#### STATED TASK 1
Using the forum thread on the bike parts shortage, answer these:
(a) Which four sources does the bicycle repair business owner say have no components available?
(b) Besides component pricing, what prices does Flyer say are also rising?
(c) In what month is sml-2727's local Trek dealer expecting his next Rail?
#### STATED TASK 2
From the forum thread on the bike parts shortage, copy the stretch from "## Flyer (Jan" through "out of state.".
#### STATED TASK 3
Can you put this sentence from the bike parts shortage thread into Spanish: "When things do come into stock, they are bought up by bike shops/businesses in minutes."

#### SOURCE
--------------------

I haven't even thought about this. Seems like thing are going to become (if it wasn't already) crazy scarce and/or expensive.


----------



## mlx john (Mar 22, 2010)

I have bicycle repair business. Many components are completely unavailable right now. No derailleurs, shifters, pedals, brakes, etc. available from QBP, BTI and even directly from Shimano and Sram. Everything from XTR to Deore, XX1 to SX.
When things do come into stock, they are bought up by bike shops/businesses in minutes. It's a blessing and a curse I guess.


----------



## bikesdirect (Nov 7, 2006)

Prices are being forced up by increases in component costs, dropping value of USD, soaring ocean freight costs, and general other pressures from the shortage

its really sad, as it takes many new cyclists out of the market
and what we all want are more people on bikes


----------



## {|xDi|} (Dec 2, 2020)

DtEW said:


> Somebody in emtbforums posted this article which describes the crisis in the industry.
> 
> 
> 
> ...


Yea that's why i bought the bike & tv i wanted when i saw them in stock because there's no telling when the next opportunity would have came my way. Now that i have what i need i can enjoy them as long as nothing breaks then I'm up a messy creek with no paddle lol


----------



## Flyer (Jan 25, 2004)

Yeah, component pricing is going up like mad...just like lumber prices and everything else. Inflation plus major supply issues. No more bikes for me till later this year....maybe.


----------



## sml-2727 (Nov 16, 2013)

When I went to my local Trek dealer looking for a Rail he told me he’s expecting his next rail in December!!! Luckily he found me one out of state.


----------

--------------------

#### RECORDS
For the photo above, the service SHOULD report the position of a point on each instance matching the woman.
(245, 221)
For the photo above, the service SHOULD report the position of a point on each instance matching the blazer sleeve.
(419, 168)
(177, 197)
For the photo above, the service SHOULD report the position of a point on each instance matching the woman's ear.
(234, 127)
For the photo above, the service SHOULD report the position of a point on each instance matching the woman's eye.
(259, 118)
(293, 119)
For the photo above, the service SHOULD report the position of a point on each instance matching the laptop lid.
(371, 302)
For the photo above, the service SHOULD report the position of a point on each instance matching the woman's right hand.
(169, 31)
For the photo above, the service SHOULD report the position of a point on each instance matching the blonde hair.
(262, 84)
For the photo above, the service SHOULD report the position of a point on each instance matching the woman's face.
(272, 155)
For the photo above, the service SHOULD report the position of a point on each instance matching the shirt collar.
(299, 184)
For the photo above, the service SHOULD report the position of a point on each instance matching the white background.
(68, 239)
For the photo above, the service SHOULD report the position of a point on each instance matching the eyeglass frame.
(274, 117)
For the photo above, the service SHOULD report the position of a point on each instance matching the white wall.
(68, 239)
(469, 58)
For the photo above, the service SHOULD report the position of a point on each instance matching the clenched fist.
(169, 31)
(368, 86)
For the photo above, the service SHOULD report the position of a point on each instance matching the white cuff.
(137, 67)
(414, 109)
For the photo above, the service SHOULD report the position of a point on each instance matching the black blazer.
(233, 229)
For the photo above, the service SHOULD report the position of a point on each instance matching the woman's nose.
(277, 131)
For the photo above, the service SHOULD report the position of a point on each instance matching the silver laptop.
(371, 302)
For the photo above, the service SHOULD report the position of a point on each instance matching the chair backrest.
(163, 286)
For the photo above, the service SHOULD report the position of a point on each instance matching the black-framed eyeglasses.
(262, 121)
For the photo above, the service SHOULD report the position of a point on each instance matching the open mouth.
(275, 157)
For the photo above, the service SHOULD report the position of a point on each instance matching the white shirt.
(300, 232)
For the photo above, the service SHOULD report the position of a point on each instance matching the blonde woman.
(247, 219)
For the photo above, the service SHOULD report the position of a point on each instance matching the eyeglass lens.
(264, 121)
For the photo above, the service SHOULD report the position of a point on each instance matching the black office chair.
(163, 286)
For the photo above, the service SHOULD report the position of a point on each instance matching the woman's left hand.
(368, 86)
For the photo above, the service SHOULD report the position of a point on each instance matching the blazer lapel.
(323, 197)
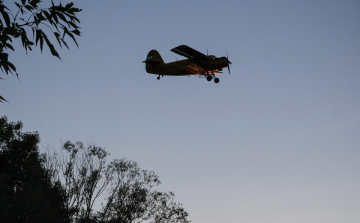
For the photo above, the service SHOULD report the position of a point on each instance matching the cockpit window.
(211, 57)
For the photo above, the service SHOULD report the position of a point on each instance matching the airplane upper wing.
(189, 53)
(193, 68)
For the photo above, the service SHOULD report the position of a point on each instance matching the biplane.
(196, 64)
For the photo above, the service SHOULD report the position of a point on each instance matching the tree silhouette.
(27, 193)
(28, 24)
(128, 190)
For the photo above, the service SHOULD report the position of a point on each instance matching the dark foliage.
(28, 23)
(126, 192)
(26, 192)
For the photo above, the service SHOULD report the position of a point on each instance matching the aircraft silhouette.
(197, 64)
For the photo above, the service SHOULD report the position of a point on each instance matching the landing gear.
(211, 76)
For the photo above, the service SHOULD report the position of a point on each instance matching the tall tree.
(27, 193)
(128, 191)
(28, 24)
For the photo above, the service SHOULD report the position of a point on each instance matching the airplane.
(196, 64)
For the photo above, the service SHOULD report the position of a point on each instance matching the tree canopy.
(30, 23)
(65, 186)
(27, 193)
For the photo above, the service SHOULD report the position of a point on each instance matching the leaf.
(9, 46)
(38, 36)
(2, 99)
(29, 7)
(51, 47)
(69, 5)
(76, 32)
(5, 16)
(61, 16)
(12, 66)
(17, 4)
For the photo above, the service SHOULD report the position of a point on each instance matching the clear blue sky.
(276, 141)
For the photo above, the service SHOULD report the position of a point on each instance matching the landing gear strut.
(209, 77)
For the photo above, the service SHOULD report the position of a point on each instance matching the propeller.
(228, 61)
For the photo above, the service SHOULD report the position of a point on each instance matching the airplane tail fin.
(153, 61)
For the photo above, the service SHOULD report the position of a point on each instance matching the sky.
(276, 141)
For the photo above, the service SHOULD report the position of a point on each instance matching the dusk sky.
(276, 141)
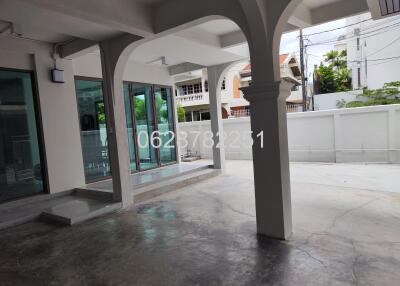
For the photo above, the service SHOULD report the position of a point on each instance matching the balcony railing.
(190, 98)
(294, 107)
(240, 113)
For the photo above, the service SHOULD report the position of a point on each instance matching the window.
(205, 116)
(190, 89)
(196, 116)
(188, 116)
(21, 169)
(184, 89)
(197, 88)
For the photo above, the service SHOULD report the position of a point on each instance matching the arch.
(291, 6)
(225, 113)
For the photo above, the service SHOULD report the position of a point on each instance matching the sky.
(290, 42)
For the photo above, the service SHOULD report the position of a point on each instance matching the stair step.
(172, 184)
(78, 209)
(173, 175)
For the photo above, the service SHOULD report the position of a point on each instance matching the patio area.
(205, 234)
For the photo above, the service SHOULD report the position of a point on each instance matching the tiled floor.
(205, 234)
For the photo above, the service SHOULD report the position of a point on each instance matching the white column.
(176, 121)
(214, 89)
(117, 133)
(337, 127)
(271, 158)
(392, 153)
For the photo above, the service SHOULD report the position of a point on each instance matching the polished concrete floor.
(204, 234)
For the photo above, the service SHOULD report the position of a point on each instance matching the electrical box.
(57, 76)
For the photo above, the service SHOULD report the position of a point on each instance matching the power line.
(385, 47)
(339, 28)
(367, 35)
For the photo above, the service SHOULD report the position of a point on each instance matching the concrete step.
(155, 189)
(78, 209)
(153, 180)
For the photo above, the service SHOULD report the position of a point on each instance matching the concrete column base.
(271, 158)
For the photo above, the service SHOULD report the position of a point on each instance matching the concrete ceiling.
(198, 45)
(210, 43)
(219, 27)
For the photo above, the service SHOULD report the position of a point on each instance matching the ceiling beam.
(76, 48)
(301, 17)
(119, 15)
(184, 68)
(232, 39)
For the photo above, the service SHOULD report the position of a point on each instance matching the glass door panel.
(20, 161)
(93, 129)
(130, 127)
(145, 126)
(165, 124)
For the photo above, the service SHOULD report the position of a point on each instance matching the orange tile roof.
(282, 59)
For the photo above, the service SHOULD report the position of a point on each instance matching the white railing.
(190, 98)
(364, 134)
(240, 113)
(294, 107)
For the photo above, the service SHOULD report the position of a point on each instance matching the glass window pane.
(145, 126)
(129, 124)
(20, 161)
(165, 123)
(93, 129)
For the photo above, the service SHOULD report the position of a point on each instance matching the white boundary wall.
(365, 134)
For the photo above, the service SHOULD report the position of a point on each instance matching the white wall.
(365, 134)
(90, 66)
(329, 101)
(58, 110)
(373, 46)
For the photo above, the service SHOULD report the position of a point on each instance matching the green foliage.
(180, 112)
(335, 76)
(101, 113)
(341, 103)
(388, 94)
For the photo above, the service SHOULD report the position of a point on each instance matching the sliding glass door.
(20, 158)
(150, 121)
(165, 124)
(143, 107)
(93, 128)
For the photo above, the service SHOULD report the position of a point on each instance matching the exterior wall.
(378, 72)
(365, 134)
(58, 105)
(90, 66)
(329, 101)
(58, 110)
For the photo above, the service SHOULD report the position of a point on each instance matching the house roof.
(282, 59)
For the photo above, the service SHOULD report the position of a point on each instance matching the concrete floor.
(204, 234)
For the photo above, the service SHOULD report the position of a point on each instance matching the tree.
(388, 94)
(180, 112)
(334, 76)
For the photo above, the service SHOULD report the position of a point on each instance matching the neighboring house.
(192, 90)
(373, 51)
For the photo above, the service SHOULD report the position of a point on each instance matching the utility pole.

--------------------

#### FULL RESPONSE 1
(a) QBP, BTI, Shimano and Sram
(b) Lumber prices
(c) December

#### FULL RESPONSE 2
## Flyer (Jan 25, 2004)

Yeah, component pricing is going up like mad...just like lumber prices and everything else. Inflation plus major supply issues. No more bikes for me till later this year....maybe.


----------



## sml-2727 (Nov 16, 2013)

When I went to my local Trek dealer looking for a Rail he told me he’s expecting his next rail in December!!! Luckily he found me one out of state.

#### FULL RESPONSE 3
Cuando por fin llegan productos al inventario, las tiendas/negocios de bicicletas los compran en cuestión de minutos.